Exercise objective: Could you return every line from the start of the items through the line containing "(642, 518), (693, 580)", including both of those lines, as a JSON list with one string per line and blank lines omitted?

Data rows:

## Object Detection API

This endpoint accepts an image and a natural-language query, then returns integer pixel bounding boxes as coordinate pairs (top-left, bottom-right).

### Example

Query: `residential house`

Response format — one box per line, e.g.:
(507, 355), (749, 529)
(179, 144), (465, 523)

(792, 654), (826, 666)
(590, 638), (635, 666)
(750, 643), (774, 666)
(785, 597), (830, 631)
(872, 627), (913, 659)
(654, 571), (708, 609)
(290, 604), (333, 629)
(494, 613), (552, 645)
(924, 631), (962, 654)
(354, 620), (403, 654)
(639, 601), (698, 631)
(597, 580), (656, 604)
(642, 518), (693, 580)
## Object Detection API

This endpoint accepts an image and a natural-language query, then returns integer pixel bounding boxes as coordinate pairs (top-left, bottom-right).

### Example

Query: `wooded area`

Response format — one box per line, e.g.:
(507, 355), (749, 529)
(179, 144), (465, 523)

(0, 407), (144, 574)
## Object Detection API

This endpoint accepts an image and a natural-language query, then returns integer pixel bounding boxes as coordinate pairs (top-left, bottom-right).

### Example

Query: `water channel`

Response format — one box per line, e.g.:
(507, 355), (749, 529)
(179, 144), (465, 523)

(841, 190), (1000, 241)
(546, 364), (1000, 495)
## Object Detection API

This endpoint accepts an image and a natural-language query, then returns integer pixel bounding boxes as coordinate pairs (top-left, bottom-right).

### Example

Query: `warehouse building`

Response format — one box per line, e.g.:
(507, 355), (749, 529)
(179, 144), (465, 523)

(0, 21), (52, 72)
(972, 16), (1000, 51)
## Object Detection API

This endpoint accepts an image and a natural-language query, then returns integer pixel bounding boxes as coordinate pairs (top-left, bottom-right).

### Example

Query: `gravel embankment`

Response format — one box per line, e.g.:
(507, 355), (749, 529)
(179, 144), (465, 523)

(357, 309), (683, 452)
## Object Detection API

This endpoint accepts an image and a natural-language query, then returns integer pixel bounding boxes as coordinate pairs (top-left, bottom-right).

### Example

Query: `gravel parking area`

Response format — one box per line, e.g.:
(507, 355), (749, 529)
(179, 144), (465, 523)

Exercise result:
[
  "## Object Detection API",
  "This endpoint accepts an image and a natural-language query, then returns integer pixel bounding boxes as coordinate pairs (top-left, bottom-right).",
  "### Example",
  "Query: `residential house`",
  "Response format — one box per line, e.g.:",
  "(507, 355), (749, 529)",
  "(179, 144), (465, 523)",
  "(792, 654), (826, 666)",
  "(590, 638), (635, 666)",
  "(750, 643), (774, 666)",
  "(785, 597), (830, 631)",
  "(872, 627), (913, 659)",
  "(654, 571), (708, 609)",
  "(290, 604), (333, 629)",
  "(494, 613), (552, 645)",
  "(924, 631), (962, 654)",
  "(354, 620), (403, 654)",
  "(639, 601), (698, 631)",
  "(597, 580), (656, 604)",
  "(642, 518), (693, 580)"
]